What is required: Please repeat the lines of the listing below exactly, starting at the line containing "tag shirt sleeve" and ending at the line containing "[83,550,230,600]", both included.

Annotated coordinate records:
** START **

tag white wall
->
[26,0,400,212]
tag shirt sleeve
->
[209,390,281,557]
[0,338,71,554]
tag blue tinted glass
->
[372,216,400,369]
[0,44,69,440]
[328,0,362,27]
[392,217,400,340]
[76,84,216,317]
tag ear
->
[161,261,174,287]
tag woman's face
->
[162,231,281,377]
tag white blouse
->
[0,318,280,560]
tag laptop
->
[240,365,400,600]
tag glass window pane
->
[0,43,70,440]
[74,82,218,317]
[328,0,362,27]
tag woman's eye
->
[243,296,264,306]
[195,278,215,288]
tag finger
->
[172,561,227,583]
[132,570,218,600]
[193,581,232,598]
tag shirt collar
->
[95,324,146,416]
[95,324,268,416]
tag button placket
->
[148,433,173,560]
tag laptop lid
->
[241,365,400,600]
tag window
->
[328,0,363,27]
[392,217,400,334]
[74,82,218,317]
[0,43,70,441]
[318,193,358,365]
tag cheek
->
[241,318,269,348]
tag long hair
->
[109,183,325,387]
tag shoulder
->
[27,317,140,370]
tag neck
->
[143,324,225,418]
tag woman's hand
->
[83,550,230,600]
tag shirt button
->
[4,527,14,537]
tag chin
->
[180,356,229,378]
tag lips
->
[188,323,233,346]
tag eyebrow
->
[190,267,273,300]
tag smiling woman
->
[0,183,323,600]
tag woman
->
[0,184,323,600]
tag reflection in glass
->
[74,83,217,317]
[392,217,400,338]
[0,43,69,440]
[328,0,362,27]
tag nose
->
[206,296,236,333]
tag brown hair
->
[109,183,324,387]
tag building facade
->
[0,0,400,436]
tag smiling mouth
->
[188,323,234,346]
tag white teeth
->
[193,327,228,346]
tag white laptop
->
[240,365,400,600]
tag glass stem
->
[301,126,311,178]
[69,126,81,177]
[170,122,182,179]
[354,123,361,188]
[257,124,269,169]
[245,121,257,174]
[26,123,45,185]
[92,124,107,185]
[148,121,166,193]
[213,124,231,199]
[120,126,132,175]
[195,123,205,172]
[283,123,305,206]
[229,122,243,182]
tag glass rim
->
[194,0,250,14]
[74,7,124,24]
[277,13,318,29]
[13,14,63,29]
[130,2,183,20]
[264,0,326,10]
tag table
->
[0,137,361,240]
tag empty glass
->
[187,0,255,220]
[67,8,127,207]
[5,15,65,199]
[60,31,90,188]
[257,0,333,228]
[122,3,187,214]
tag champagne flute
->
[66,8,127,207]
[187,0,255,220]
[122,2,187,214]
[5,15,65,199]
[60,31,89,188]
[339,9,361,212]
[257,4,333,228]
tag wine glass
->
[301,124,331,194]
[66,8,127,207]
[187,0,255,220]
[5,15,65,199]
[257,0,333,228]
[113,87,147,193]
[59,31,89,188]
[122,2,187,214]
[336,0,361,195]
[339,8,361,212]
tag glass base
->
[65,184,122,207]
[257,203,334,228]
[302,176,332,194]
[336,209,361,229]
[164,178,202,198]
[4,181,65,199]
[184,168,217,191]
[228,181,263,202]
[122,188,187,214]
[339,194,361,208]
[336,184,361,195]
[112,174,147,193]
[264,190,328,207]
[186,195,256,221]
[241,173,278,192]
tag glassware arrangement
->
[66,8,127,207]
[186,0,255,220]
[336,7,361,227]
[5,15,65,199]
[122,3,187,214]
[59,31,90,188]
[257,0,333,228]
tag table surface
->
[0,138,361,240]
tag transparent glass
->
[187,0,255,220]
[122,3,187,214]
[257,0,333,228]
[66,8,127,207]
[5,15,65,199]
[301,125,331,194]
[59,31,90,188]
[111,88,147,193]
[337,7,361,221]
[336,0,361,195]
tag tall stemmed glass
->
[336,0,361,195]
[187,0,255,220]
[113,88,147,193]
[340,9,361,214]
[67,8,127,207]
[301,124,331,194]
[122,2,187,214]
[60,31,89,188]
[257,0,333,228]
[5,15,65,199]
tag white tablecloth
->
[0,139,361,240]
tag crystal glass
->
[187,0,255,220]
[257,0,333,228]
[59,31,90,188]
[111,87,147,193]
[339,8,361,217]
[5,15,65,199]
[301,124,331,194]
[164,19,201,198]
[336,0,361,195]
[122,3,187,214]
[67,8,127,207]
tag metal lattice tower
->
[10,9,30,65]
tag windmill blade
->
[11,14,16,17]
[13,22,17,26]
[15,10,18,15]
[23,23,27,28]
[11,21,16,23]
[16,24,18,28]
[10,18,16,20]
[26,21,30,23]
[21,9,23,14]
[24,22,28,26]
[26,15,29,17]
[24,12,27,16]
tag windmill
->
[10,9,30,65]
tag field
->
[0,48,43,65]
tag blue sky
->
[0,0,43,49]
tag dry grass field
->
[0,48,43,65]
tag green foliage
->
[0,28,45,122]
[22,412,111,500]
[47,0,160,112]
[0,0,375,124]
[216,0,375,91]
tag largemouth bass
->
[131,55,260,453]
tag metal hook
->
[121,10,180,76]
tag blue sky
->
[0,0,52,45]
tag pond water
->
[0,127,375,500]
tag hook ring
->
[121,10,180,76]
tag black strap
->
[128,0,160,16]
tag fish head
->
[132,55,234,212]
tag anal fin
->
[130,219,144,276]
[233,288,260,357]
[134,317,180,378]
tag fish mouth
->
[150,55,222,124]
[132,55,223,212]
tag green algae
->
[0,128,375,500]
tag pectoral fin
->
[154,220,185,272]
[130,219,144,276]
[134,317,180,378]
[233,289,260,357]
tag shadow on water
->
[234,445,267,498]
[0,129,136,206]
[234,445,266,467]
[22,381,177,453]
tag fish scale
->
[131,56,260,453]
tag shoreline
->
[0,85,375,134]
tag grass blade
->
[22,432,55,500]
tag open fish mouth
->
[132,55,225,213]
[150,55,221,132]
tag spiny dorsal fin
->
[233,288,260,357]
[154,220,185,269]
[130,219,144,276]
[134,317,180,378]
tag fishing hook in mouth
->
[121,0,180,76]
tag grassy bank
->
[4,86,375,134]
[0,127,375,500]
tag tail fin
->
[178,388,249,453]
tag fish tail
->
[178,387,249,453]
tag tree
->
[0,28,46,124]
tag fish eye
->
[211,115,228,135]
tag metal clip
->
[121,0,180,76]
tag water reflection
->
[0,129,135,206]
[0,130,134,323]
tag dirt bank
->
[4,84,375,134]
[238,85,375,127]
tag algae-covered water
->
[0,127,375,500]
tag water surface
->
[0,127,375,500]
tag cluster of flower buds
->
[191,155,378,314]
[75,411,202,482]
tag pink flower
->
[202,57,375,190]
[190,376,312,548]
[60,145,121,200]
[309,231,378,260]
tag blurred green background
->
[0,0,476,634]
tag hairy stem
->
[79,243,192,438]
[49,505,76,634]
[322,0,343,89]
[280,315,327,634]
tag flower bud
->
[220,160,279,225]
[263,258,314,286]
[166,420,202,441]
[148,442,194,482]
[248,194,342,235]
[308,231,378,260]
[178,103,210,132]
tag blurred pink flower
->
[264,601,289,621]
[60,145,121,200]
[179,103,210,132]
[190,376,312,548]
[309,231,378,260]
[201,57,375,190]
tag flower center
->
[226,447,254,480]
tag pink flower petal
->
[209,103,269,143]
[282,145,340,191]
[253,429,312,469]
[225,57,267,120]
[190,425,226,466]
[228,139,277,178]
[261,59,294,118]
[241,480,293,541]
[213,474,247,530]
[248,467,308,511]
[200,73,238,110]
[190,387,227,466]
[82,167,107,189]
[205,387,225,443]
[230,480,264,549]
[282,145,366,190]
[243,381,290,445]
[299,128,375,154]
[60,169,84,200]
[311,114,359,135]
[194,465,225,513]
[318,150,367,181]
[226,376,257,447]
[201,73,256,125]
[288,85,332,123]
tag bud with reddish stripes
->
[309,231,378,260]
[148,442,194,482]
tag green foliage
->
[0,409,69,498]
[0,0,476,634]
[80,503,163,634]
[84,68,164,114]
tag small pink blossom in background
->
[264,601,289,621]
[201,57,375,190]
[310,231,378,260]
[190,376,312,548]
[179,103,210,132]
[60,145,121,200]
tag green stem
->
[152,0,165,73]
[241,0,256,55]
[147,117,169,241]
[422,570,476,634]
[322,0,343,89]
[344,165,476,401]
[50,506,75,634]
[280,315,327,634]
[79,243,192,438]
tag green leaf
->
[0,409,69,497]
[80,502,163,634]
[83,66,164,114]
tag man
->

** END **

Written solution:
tag shirt sleeve
->
[209,390,281,557]
[0,338,71,554]
tag blue tinted glass
->
[372,216,400,369]
[0,44,69,440]
[328,0,362,27]
[392,217,400,340]
[76,84,216,317]
tag ear
->
[161,261,174,287]
tag woman's face
->
[162,231,281,377]
tag white blouse
->
[0,318,280,560]
tag laptop
->
[240,365,400,600]
tag glass window pane
->
[0,43,70,440]
[74,82,218,317]
[328,0,362,27]
tag woman's eye
->
[243,296,264,306]
[195,278,215,288]
tag finger
->
[172,561,227,583]
[132,570,218,600]
[193,581,232,598]
tag shirt collar
->
[95,324,146,416]
[95,324,268,416]
tag button placket
->
[148,433,173,560]
tag laptop lid
->
[241,365,400,600]
tag window
->
[328,0,363,27]
[392,217,400,334]
[74,82,218,317]
[0,43,70,441]
[318,193,358,365]
tag cheek
->
[241,318,269,348]
tag long hair
->
[109,183,325,387]
tag shoulder
->
[27,317,140,370]
tag neck
->
[143,324,225,418]
tag woman's hand
->
[83,550,230,600]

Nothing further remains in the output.